WRITTEN REQUEST A: Count the lines in the records that contain the word "white" and give only that number.

### TEXT EXCERPT

[<prev] [next>] [<thread-prev] [thread-next>] [day] [month] [year] [list]
Message-ID: <20140322100144.GA5617@pd.tnic>
Date: Sat, 22 Mar 2014 11:01:44 +0100
From: Borislav Petkov <bp@...en8.de>
To: "H. Peter Anvin" <hpa@...or.com>
Cc: Andi Kleen <andi@...stfloor.org>, Peter Wu <peter@...ensteyn.nl>,
Peter Zijlstra <peterz@...radead.org>,
Ingo Molnar <mingo@...nel.org>, linux-kernel@...r.kernel.org
Subject: Re: GPF in intel_pmu_lbr_reset() with qemu -cpu host
On Fri, Mar 21, 2014 at 05:34:26PM -0700, H. Peter Anvin wrote:
> It's not just KVM, though.
Right, there's also hw models which don't have a certain MSR all of a
sudden. And yeah yeah, it is architectural so it must be there, yadda,
yadda, we've heard all that already. But we want to be defensive with
our MSR accesses and not explode each time a MSR is missing.

######

WRITTEN REQUEST B: In the message above, why does the writer want MSR accesses handled defensively?

### DATASET RECORDS

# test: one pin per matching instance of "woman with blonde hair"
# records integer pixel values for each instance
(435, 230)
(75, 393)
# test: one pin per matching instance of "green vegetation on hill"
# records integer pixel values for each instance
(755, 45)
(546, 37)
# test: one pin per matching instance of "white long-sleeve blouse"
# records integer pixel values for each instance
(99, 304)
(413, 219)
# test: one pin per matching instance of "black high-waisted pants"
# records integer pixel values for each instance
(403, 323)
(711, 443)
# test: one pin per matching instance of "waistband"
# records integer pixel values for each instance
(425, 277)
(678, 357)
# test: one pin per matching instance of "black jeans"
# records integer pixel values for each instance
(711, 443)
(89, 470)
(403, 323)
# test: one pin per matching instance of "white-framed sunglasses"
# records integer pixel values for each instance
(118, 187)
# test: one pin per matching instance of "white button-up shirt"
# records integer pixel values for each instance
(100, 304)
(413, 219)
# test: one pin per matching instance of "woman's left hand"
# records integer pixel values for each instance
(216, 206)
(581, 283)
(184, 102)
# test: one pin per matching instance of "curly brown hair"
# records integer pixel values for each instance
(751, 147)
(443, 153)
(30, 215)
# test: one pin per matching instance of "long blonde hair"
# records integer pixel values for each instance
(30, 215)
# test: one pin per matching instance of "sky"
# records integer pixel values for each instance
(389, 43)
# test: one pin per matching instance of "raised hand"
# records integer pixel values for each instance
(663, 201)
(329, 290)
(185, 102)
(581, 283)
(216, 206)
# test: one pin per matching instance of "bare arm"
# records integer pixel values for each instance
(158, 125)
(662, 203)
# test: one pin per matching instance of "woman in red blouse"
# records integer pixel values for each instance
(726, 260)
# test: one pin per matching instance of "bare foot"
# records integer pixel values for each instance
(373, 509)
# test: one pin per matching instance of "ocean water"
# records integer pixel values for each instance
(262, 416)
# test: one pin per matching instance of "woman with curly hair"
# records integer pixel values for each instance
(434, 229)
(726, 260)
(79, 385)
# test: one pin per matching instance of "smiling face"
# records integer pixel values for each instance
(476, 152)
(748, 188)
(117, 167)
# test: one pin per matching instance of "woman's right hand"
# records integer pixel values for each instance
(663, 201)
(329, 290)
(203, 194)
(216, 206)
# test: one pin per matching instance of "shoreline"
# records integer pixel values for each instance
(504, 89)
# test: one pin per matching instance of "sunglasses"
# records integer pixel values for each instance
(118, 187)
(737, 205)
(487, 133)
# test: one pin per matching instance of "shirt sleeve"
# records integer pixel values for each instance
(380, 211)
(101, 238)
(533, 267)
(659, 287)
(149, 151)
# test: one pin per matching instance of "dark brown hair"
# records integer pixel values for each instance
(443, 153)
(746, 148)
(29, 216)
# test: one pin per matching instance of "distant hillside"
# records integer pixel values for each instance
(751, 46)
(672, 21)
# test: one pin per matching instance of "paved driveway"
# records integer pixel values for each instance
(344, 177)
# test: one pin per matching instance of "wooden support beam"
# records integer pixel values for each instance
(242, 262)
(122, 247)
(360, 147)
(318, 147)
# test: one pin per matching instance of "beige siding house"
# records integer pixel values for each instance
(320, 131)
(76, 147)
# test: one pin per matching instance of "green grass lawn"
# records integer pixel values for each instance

######

FINISHED ANSWER A: 3

FINISHED ANSWER B: It isn't only KVM: some hardware models can suddenly lack a certain MSR, even though the MSR is architectural and supposedly must be there. Being defensive keeps things from exploding each time an MSR is missing.